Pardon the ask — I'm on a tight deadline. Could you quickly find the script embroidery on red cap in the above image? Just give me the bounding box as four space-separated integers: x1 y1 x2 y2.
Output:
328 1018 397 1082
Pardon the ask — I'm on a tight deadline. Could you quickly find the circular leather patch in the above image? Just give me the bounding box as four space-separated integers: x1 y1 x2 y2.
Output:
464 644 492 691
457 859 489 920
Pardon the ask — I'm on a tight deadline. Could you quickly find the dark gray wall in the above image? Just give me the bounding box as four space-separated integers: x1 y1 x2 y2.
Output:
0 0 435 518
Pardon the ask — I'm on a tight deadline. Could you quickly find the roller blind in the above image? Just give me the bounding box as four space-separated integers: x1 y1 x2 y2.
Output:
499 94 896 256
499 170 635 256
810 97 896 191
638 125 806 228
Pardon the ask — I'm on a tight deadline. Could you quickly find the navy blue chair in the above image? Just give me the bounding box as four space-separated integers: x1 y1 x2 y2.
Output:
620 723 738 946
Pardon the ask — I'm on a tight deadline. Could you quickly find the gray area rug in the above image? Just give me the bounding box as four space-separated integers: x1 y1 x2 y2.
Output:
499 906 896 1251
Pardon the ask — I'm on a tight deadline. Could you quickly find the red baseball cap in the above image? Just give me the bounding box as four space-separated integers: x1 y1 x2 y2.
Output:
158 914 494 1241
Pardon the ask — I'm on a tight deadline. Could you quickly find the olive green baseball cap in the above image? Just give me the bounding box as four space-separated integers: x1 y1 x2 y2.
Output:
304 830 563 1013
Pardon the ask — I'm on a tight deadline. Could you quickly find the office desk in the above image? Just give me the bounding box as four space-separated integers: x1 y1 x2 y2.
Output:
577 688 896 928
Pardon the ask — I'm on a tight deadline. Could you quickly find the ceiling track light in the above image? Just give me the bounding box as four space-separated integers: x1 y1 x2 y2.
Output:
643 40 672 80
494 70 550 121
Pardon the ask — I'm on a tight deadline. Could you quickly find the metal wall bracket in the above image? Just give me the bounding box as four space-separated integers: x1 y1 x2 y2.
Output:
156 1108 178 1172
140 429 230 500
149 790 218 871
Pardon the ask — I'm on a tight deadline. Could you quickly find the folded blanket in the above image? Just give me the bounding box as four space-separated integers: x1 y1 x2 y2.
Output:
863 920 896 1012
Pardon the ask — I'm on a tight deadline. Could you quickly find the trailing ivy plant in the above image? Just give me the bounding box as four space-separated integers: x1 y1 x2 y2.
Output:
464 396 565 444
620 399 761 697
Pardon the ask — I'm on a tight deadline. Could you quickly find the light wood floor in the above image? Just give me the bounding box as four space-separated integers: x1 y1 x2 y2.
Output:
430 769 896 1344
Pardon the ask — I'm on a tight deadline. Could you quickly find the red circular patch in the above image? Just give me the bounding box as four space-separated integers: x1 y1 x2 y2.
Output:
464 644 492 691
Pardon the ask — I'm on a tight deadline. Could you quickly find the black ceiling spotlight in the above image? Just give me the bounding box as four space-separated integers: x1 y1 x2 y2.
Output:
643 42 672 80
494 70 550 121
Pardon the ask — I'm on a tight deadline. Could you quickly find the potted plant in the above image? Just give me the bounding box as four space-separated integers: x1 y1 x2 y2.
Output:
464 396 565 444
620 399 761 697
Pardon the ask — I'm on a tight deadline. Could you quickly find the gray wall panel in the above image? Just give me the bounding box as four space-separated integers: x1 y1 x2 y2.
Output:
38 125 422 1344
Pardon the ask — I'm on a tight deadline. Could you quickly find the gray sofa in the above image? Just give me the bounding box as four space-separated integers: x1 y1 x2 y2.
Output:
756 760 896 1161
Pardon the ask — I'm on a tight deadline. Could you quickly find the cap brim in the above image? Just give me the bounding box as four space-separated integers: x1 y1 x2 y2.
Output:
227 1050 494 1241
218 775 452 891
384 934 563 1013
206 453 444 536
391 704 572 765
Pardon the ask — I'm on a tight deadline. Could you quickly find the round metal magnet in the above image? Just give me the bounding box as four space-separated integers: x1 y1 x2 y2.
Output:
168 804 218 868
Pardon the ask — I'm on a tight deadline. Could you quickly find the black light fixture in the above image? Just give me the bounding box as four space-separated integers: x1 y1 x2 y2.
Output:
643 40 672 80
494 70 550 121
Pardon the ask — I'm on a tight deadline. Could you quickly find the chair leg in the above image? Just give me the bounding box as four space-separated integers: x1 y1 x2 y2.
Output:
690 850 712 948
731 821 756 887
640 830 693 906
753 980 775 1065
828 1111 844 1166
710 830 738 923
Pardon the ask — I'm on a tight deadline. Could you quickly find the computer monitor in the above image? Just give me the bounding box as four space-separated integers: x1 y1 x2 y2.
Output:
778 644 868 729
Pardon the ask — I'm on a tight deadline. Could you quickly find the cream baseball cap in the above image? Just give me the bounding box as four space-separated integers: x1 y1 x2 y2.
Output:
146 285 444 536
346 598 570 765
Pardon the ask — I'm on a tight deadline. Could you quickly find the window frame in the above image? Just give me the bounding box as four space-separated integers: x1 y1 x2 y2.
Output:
= = =
» **What is being asked**
Rewrite the entire listing above as a numbered list, one line per item, and leave out any blank lines.

» **Full response**
1. Pardon the ask — I'm on a tight deadline. Could you quickly find the script embroidery on red cap in the above image? Just give me the bounding box as four space-separated integers: x1 y1 x2 y2.
2. Output:
3. 328 1018 397 1082
4. Pardon the ask — I'm on a tight deadline. Could you quickly find the circular leather patch in the above image? Just give me the bounding box as four space-separated integers: x1 y1 x2 y2.
5. Output:
6. 464 644 492 691
7. 457 859 489 920
8. Pardon the ask — I'm on a tight deadline. Could you quickly find the dark gray wall in the above image? Just give me the bounding box as four space-separated integers: x1 y1 x2 y2.
9. Output:
10. 0 0 435 518
11. Pardon the ask — I'm on a tight deadline. Could you quickly find the roller blind in the above image? Just give me the bounding box as four space-separated integers: x1 y1 x2 y2.
12. Output:
13. 499 94 896 256
14. 499 170 635 256
15. 810 97 896 191
16. 638 125 806 228
17. Pardon the ask — I'm on a tight deadline. Could you quickly find the navy blue chair in the above image? Just give me the bounding box as four space-separated integers: x1 y1 x2 y2.
18. Output:
19. 620 723 738 946
20. Pardon the ask — I'm on a tight deadline. Could you quickly find the gray area rug in the above image? Just give me the bounding box as four space-separated integers: x1 y1 x2 y2.
21. Output:
22. 499 906 896 1251
23. Pardon the ask — I'm on a tight deadline. Could you quickly find the red baseball cap in the above image? Just give me the bounding box as four space-separated integers: x1 y1 x2 y2.
24. Output:
25. 158 914 494 1241
26. Pardon the ask — I'm on a tight deadline. Could you quickly find the olive green baseball cap in the above image? Just give me the bounding box as four space-separated integers: x1 y1 x2 y2.
27. Output:
28. 304 830 563 1013
29. Pardon the ask — I'm on a tight deadline. Could you quickly find the office desk in the above image? Just give me the bounding box as four space-separated integers: x1 y1 x2 y2.
30. Output:
31. 577 688 896 928
32. Pardon the ask — I'm on a tight deadline. Could you quickly find the ceiling track light in the above image? Just give me the bounding box as four space-separated integers: x1 y1 x2 y2.
33. Output:
34. 643 40 672 80
35. 494 70 550 121
36. Pardon the ask — I'm on a tight deadline. Could you quickly find the metal wall bracket in the above image? Just give me the bounding box as four space-separated integers: x1 y1 x2 y2.
37. Output:
38. 156 1108 178 1172
39. 140 429 230 500
40. 149 790 218 871
41. Pardon the ask — I'm on a tight deadline. Could you quickly find the folded blanket in the above image? Just give me the bounding box as four space-separated integers: x1 y1 x2 y2.
42. Output:
43. 863 920 896 1012
44. Pardon the ask — I'm on a tight deadline. Could you quickly find the trailing ivy plant in the above image? Just give me the bounding box as four space-separated integers: x1 y1 x2 y2.
45. Output:
46. 464 396 565 444
47. 620 399 761 697
48. Pardon the ask — I'm on a tight deadline. Could you quickly find the light wood floor in the above image? Just give me the bounding box as four space-separated integers: x1 y1 x2 y2.
49. Output:
50. 430 769 896 1344
51. Pardon the ask — I'm on a tight deadline. Could you quickly find the red circular patch in the above image? Just give me the bounding box as four space-separated integers: x1 y1 x2 y2.
52. Output:
53. 464 644 492 691
54. Pardon the ask — I'm on a tight deadline. Could you quickly find the black ceiling spotlight in the above image? Just give me the bounding box as four space-separated integers: x1 y1 x2 y2.
55. Output:
56. 643 42 672 80
57. 494 70 550 121
58. Pardon the ask — I'm on a tight deadline. Could you quickly find the potted plant in the above image? Just give me the bounding box as four space-separated integers: x1 y1 x2 y2.
59. Output:
60. 464 396 565 444
61. 620 399 761 697
62. Pardon the ask — I'm on a tight deadline. Could you quickly find the gray wall panel in the above image? Just give me the bounding box as four space-separated integers: x1 y1 x2 y2.
63. Output:
64. 38 125 422 1344
65. Pardon the ask — I'm on a tight deadline. Could you quickly find the gray sofa in the above image? Just give me the bounding box as four space-separated integers: x1 y1 x2 y2.
66. Output:
67. 756 760 896 1161
68. Pardon the ask — I'm on a tight deadline. Could you quickly find the cap brim in the above image? Just give me the bounding box as four space-separated integers: x1 y1 x2 y2.
69. Output:
70. 227 1050 494 1241
71. 218 775 452 891
72. 384 934 563 1013
73. 206 453 444 536
74. 391 704 572 765
75. Pardon the ask — I'm on a tight deadline. Could you quickly find the round metal magnet in the above image? Just give me the bounding box as four space-separated integers: x1 y1 x2 y2.
76. Output:
77. 168 804 218 868
78. Pardon the ask — I'm on a tight deadline. Could you quickly find the black light fixture in the above image? Just give me the bounding box as four space-separated integers: x1 y1 x2 y2.
79. Output:
80. 643 40 672 80
81. 494 70 550 121
82. Pardon the ask — I'm on a tight deadline. Could you quickly find the chair leg in the above image? Just give me the bounding box as four space-separated integers: x1 y1 x2 y2.
83. Output:
84. 690 850 712 948
85. 731 821 756 887
86. 640 830 693 906
87. 753 980 775 1065
88. 828 1111 844 1166
89. 710 830 738 923
90. Pardon the ask — I'm on a tight deadline. Could you quickly find the computer monitor in the above image? Just give me the bounding box as four space-separated integers: x1 y1 x2 y2.
91. Output:
92. 778 644 868 729
93. Pardon the ask — I'm on a tight deadline. Could you quickly find the cream baseball cap in the above image? Just give me the bounding box as four space-separated integers: x1 y1 x2 y2.
94. Output:
95. 146 285 444 536
96. 346 598 570 765
97. Pardon the ask — I'm on a tight deadline. Could you quickly find the window frame in the above image? Just give me the bounding box as four space-separated integers: x1 y1 x2 y2.
98. Output:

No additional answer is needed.